START Passage provided

Research Scope and Methodology
The authors evaluate ten popular LLMs—five general‑purpose models (GPT‑3.5‑Turbo, GPT‑4.1‑Mini, DeepSeek‑V2‑Lite‑Instruct‑16B, Llama‑3.1‑8B‑Instruct, Mistral‑7B‑Instruct, Qwen2.5‑Instruct‑14B) and five code‑specialized models (CodeLlama‑13B‑Instruct, DeepSeek‑Coder‑V2‑Lite‑Instruct‑16B, Qwen2.5‑Coder‑Instruct‑14B, Starcoder2‑15B‑Instruct). The models span 7 B to 16 B parameters and include both full‑precision and quantized (4‑bit/8‑bit) variants.

Six multilingual benchmark suites are used, covering both code generation and code translation tasks: LiveCodeBench, BabelCode‑HumanEval, BabelCode‑MBPP, BabelCode‑TP3, HumanEval‑XL, and McEval. In total, roughly 75 000 program samples across 16 programming languages and up to 23 natural languages are examined.

To quantify PLC, three metrics are introduced:

1. Language Confusion Pass Rate (LCPR) – the proportion of generated snippets that match the target language.
2. Code Parsing Pass Rate (CPPR) – the proportion of snippets that parse without syntax errors in the detected language.
3. Dominant Migration Rate (DMR) – for confused samples, the share that migrate to a particular “default” language (most often Python).

END Passage provided

# Activity
Reproduce the passage on research scope and methodology in full, word for word.

START Dataset extract

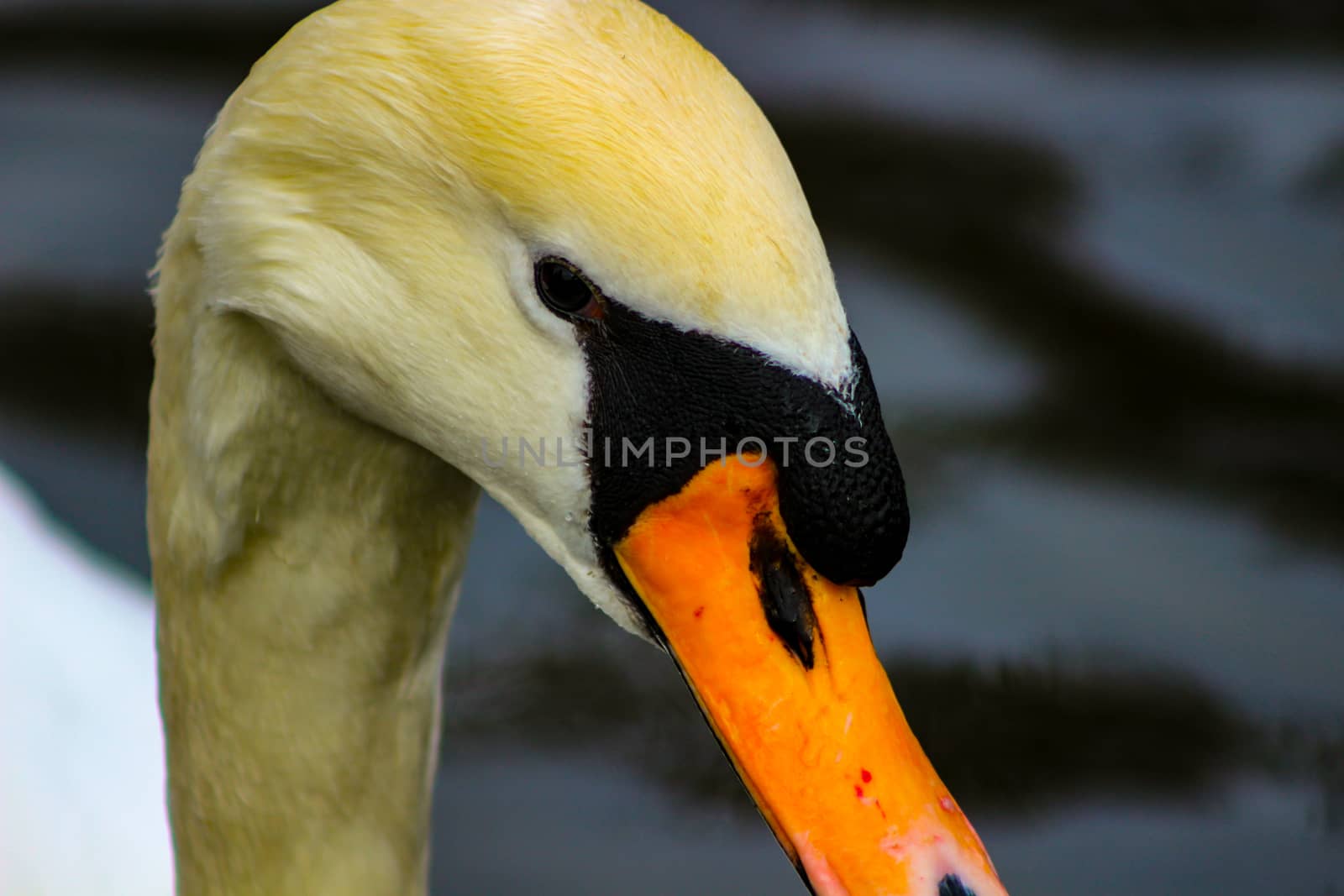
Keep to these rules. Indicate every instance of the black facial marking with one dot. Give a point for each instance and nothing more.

END Dataset extract

# Output below
Research Scope and Methodology
The authors evaluate ten popular LLMs—five general‑purpose models (GPT‑3.5‑Turbo, GPT‑4.1‑Mini, DeepSeek‑V2‑Lite‑Instruct‑16B, Llama‑3.1‑8B‑Instruct, Mistral‑7B‑Instruct, Qwen2.5‑Instruct‑14B) and five code‑specialized models (CodeLlama‑13B‑Instruct, DeepSeek‑Coder‑V2‑Lite‑Instruct‑16B, Qwen2.5‑Coder‑Instruct‑14B, Starcoder2‑15B‑Instruct). The models span 7 B to 16 B parameters and include both full‑precision and quantized (4‑bit/8‑bit) variants.

Six multilingual benchmark suites are used, covering both code generation and code translation tasks: LiveCodeBench, BabelCode‑HumanEval, BabelCode‑MBPP, BabelCode‑TP3, HumanEval‑XL, and McEval. In total, roughly 75 000 program samples across 16 programming languages and up to 23 natural languages are examined.

To quantify PLC, three metrics are introduced:

1. Language Confusion Pass Rate (LCPR) – the proportion of generated snippets that match the target language.
2. Code Parsing Pass Rate (CPPR) – the proportion of snippets that parse without syntax errors in the detected language.
3. Dominant Migration Rate (DMR) – for confused samples, the share that migrate to a particular “default” language (most often Python).